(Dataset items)
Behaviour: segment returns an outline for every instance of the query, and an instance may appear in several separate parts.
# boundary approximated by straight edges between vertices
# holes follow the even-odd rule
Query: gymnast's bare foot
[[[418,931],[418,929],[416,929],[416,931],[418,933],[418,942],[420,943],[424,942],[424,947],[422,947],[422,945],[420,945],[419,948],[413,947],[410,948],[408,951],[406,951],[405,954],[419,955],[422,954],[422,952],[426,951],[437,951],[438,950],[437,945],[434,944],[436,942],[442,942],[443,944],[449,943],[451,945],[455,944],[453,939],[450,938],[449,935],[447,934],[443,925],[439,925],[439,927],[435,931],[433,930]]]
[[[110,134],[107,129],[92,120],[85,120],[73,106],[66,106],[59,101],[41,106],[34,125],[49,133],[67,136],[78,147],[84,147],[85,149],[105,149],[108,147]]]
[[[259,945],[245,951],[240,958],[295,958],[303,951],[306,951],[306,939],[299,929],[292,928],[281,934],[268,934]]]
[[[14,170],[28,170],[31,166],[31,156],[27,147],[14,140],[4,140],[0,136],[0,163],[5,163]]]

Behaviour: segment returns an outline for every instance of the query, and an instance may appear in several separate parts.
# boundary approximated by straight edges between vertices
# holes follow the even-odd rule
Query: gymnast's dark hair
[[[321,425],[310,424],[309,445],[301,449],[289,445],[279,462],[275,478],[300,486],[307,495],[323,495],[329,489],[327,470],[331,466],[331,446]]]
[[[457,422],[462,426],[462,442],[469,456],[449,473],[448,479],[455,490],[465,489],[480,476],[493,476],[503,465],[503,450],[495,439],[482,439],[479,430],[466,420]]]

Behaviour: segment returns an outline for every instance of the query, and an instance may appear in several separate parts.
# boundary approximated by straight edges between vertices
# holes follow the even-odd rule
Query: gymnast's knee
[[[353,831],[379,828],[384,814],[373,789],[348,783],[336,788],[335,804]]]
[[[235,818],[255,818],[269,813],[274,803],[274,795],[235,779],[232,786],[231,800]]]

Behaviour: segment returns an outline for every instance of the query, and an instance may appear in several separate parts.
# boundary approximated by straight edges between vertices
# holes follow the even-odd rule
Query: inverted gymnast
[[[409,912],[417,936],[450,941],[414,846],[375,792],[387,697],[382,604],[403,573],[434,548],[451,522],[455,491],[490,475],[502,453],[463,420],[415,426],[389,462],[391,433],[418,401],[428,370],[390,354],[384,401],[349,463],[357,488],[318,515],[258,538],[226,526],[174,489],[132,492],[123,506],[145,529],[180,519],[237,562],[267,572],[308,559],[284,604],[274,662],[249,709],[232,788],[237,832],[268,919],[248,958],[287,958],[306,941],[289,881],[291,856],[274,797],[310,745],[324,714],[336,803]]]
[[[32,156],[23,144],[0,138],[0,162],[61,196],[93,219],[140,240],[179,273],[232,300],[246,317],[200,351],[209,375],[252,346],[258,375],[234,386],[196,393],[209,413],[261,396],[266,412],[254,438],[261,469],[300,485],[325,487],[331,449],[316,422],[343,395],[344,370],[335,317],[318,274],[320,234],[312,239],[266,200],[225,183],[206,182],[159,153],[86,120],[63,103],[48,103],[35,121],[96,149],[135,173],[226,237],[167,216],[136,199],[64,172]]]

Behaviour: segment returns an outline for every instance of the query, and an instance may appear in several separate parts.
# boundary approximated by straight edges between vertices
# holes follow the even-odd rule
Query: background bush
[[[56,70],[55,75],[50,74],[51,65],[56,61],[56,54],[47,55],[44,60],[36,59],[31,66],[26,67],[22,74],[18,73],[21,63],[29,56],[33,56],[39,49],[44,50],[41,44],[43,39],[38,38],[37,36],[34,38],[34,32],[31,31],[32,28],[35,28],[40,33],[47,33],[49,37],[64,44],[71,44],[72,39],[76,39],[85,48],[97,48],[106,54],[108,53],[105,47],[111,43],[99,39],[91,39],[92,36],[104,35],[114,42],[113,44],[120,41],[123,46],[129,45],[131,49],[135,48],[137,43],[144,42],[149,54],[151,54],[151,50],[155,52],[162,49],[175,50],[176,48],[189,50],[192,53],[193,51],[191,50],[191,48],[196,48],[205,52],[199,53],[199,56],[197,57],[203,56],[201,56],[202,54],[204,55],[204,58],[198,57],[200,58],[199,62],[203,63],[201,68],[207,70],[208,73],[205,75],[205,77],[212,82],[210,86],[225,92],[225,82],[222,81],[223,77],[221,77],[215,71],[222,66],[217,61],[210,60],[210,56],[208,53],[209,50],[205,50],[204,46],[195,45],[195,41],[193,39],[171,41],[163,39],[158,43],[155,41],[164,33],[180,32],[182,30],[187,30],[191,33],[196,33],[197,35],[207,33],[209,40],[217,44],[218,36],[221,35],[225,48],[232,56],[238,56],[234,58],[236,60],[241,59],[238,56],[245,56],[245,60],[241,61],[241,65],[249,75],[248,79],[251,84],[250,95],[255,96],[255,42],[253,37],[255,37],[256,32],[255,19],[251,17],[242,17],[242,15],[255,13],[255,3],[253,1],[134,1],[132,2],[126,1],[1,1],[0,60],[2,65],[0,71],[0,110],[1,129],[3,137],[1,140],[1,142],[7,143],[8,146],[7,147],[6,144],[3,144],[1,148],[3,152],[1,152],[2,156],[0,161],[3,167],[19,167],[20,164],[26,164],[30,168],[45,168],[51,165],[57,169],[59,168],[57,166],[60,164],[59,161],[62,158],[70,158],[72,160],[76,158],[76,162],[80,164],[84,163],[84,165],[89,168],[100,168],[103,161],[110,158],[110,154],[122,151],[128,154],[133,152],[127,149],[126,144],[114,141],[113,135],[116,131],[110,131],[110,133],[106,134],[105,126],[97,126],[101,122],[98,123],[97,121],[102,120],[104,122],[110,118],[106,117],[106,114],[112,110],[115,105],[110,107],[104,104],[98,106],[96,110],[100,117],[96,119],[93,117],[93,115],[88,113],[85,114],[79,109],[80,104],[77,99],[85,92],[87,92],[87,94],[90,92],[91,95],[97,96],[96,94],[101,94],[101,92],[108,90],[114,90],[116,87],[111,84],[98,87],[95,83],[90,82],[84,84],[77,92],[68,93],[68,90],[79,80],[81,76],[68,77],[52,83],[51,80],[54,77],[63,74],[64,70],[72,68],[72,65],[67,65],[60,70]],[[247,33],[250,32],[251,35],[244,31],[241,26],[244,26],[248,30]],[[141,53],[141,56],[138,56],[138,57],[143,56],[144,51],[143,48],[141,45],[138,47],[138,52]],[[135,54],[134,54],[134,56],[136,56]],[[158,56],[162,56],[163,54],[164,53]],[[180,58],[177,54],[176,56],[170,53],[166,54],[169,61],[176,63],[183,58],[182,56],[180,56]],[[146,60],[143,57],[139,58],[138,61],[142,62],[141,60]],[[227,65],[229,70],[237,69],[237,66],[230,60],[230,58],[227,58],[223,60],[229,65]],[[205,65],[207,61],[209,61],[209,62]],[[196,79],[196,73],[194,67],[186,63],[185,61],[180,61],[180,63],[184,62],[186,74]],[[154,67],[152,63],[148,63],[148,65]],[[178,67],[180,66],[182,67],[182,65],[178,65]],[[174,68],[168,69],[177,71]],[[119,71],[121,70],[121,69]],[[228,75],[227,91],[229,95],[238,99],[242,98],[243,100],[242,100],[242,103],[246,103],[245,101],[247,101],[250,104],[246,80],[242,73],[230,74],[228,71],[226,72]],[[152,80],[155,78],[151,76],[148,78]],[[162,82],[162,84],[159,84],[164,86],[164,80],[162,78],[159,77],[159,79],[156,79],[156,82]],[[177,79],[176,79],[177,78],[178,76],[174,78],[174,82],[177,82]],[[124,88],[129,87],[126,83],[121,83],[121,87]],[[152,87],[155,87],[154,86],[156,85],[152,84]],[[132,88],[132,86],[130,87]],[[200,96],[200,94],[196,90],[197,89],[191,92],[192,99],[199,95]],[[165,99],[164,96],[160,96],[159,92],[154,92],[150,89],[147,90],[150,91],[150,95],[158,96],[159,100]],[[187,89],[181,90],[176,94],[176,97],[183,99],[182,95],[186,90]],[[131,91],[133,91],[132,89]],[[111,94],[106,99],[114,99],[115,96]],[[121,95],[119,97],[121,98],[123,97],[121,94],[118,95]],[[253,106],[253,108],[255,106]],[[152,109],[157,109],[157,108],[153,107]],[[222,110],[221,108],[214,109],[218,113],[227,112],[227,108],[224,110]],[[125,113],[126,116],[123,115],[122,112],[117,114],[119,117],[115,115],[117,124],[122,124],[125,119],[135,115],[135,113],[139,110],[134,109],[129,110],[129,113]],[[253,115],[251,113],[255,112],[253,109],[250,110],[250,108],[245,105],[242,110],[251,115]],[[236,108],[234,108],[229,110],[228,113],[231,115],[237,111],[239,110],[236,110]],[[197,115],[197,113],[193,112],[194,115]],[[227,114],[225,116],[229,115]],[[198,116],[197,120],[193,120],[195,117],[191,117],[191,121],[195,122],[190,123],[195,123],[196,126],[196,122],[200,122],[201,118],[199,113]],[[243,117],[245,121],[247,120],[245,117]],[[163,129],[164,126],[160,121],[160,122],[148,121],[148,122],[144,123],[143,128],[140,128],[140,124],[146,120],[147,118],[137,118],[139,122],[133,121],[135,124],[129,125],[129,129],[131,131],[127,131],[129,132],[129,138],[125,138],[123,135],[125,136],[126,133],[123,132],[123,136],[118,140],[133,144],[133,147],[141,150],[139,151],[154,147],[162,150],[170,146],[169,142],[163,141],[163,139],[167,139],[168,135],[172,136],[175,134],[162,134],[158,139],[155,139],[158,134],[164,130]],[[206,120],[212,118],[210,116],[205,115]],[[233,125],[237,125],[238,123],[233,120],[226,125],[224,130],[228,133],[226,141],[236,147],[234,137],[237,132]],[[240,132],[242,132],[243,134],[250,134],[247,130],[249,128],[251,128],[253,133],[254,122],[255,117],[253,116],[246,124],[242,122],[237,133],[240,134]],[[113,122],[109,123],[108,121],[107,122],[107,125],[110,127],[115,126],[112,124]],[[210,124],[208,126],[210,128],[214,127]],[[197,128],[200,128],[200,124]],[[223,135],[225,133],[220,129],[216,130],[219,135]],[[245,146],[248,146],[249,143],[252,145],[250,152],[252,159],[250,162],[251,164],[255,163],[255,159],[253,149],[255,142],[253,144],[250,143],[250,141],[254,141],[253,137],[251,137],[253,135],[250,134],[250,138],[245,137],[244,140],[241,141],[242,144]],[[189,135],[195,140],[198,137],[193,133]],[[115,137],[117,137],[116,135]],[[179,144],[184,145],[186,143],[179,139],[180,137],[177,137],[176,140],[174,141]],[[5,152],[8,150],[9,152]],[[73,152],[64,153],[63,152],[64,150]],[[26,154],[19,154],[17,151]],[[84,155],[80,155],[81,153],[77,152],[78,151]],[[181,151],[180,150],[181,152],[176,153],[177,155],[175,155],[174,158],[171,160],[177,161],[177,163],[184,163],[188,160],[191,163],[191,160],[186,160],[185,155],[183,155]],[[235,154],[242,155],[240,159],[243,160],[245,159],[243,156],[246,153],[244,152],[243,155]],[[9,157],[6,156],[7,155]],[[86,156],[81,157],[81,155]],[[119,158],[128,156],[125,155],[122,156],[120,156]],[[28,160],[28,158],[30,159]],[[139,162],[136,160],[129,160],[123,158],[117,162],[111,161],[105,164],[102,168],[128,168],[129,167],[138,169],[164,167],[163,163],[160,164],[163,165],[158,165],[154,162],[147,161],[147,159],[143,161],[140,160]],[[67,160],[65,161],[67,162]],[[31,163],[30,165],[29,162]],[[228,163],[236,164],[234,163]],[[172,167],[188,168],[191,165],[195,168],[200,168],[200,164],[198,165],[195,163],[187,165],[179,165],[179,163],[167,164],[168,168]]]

Exercise objective:
Give the lines from the start of the dataset items through the line with "Query: gymnast's bare foot" as a numbered list, leaving out blank lines.

Response:
1. Behaviour: segment returns an outline for every instance of the query, and an instance may appear in several separate parts.
2. # boundary approximated by straight edges between vertices
3. # holes follow the even-odd rule
4. Query: gymnast's bare foot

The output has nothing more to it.